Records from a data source
# # # # #
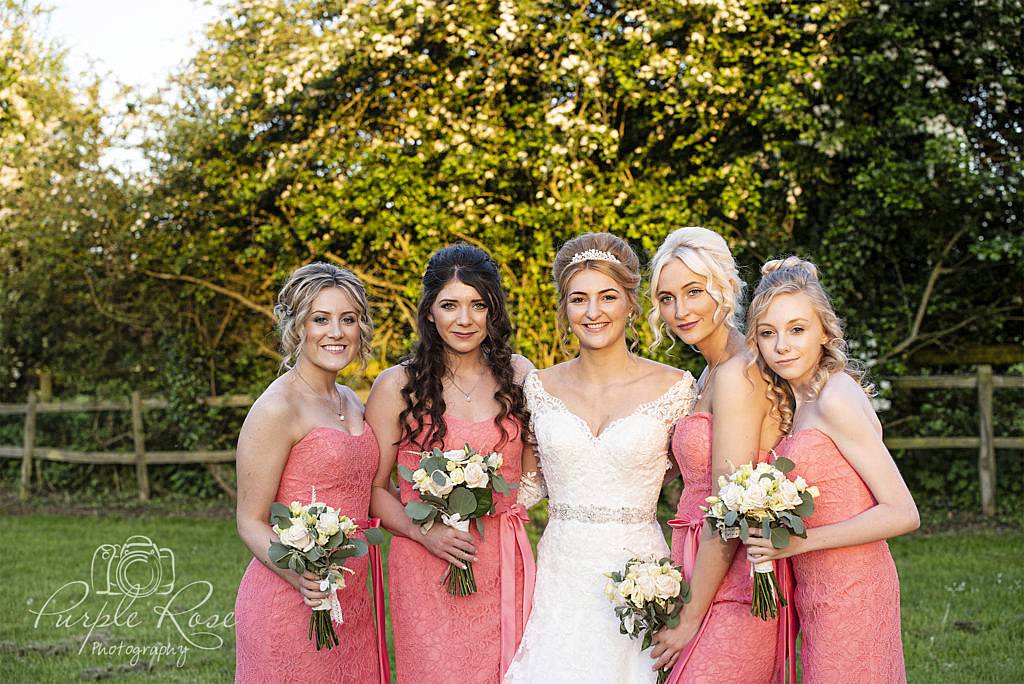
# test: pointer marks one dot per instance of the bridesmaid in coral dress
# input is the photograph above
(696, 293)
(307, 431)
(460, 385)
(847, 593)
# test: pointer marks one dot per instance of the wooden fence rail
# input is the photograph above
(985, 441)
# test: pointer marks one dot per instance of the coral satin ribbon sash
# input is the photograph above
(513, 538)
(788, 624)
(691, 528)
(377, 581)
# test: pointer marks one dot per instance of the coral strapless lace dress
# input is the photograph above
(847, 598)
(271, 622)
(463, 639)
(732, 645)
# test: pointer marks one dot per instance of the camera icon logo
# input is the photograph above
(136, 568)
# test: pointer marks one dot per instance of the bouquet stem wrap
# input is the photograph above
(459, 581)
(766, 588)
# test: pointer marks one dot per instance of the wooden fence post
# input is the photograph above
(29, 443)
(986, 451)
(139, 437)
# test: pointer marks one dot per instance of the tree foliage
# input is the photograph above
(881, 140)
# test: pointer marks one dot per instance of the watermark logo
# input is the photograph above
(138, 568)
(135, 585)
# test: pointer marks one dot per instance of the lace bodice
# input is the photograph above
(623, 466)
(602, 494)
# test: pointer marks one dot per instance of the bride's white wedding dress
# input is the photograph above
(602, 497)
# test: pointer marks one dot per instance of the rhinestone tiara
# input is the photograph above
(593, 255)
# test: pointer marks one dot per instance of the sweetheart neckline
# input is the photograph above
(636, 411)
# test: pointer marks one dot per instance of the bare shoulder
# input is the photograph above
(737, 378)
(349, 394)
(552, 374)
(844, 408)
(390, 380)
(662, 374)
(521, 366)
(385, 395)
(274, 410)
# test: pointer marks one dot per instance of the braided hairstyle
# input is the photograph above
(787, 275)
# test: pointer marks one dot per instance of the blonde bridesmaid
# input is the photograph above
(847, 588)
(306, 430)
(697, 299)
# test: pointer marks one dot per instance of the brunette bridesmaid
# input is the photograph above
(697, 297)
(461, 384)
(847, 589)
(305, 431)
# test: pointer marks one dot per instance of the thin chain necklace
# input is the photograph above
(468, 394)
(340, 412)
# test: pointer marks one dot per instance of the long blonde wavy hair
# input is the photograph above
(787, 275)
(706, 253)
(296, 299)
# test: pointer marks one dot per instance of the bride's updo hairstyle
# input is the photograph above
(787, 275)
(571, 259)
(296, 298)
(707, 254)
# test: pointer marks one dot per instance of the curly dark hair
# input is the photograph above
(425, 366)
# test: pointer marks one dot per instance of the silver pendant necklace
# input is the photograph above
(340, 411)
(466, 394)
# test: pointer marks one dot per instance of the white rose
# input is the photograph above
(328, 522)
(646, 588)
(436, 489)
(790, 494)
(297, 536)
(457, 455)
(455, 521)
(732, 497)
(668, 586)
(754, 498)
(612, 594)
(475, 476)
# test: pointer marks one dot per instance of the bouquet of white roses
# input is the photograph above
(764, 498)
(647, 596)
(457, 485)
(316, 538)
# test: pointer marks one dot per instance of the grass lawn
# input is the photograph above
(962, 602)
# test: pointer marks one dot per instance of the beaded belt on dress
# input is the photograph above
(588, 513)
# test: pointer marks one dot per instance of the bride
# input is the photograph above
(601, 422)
# # # # #
## Task to carry out
Copy only the stretch running from the line containing "# test: pointer marks one dot per instance of the bare" to the final line of the entries, both ends included, exactly as it stands.

## Correct result
# test: pointer marks one dot per instance of the bare shoulder
# input is the photograph above
(737, 378)
(349, 394)
(552, 374)
(844, 408)
(390, 380)
(662, 374)
(521, 366)
(385, 395)
(274, 410)
# test: pointer marks one dot per instance of the braided hairstyle
# input is the photograph above
(787, 275)
# test: pointer marks one dot per instance of the blonde bridesmaid
# input is the photograph above
(847, 588)
(306, 430)
(697, 299)
# test: pointer marks one dot per instance of the brunette bridesmaid
# input is the photograph above
(697, 297)
(461, 384)
(847, 589)
(305, 431)
# test: pointer marks one dot per instance of the thin chain necklace
# input is the photograph above
(468, 394)
(340, 412)
# test: pointer marks one dot per instance of the long blonde wavy hair
# input is the photograph above
(787, 275)
(706, 253)
(296, 299)
# test: pointer marks one dot per instance of the bride's updo hairstyle
# input is the photograph above
(787, 275)
(571, 259)
(296, 298)
(707, 254)
# test: pointer marks one dot per instance of the curly dark hair
# input is the photograph above
(425, 366)
# test: pointer marks one dot per instance of the silver pendant necklace
# input is the photograph above
(340, 411)
(466, 394)
# test: pointer marks one dot per instance of the white rose
# input is the photograph above
(328, 522)
(646, 588)
(436, 489)
(790, 494)
(297, 536)
(457, 455)
(455, 521)
(732, 497)
(668, 586)
(754, 498)
(612, 594)
(475, 476)
# test: pointer marks one dot per instance of the bouquet of white roses
# input is the photograph above
(764, 498)
(647, 596)
(457, 485)
(316, 538)
# test: pointer marks one dot per instance of the grass lawn
# input is the photograph above
(962, 602)
# test: pointer marks one dot per instance of the beaded belt on dress
# input is the photograph above
(588, 513)
# test: pointer marks one dot per instance of the bride
# input is the photograph above
(601, 422)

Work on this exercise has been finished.